Exercise brief - Gather every line in the items below that contains the string "distant".

Records supplied -

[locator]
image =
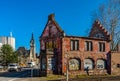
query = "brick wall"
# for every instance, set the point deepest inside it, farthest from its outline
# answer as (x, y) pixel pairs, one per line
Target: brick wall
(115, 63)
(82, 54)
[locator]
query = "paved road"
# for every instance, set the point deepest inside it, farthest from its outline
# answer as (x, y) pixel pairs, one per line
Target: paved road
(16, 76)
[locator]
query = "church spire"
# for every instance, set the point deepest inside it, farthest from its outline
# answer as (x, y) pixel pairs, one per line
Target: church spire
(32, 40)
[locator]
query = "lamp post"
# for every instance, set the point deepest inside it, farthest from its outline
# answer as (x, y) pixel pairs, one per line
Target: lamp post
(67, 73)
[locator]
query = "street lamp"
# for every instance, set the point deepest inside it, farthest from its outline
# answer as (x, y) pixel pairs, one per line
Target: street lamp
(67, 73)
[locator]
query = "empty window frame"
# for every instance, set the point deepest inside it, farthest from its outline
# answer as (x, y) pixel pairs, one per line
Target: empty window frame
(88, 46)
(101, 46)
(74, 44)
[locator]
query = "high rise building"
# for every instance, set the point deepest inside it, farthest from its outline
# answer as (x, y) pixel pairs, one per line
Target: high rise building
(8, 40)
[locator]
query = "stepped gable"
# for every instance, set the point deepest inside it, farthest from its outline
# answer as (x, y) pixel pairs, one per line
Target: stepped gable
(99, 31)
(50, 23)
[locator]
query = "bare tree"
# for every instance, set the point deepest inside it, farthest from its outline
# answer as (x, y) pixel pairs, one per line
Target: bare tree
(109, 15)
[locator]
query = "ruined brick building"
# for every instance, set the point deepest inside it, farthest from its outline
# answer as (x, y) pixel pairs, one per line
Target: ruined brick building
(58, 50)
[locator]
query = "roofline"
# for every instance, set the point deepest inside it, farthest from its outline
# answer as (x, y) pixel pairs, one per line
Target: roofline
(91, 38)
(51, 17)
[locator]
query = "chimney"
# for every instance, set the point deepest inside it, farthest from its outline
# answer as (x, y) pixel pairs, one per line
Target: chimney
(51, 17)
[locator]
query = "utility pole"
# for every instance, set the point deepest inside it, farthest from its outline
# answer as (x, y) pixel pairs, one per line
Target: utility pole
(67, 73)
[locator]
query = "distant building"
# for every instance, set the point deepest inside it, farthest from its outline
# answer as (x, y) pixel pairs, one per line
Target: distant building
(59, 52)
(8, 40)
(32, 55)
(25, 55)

--

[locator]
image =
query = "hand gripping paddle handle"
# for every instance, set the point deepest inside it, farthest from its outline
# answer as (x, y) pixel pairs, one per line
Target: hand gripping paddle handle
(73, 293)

Exercise output -
query = "distant building"
Target: distant building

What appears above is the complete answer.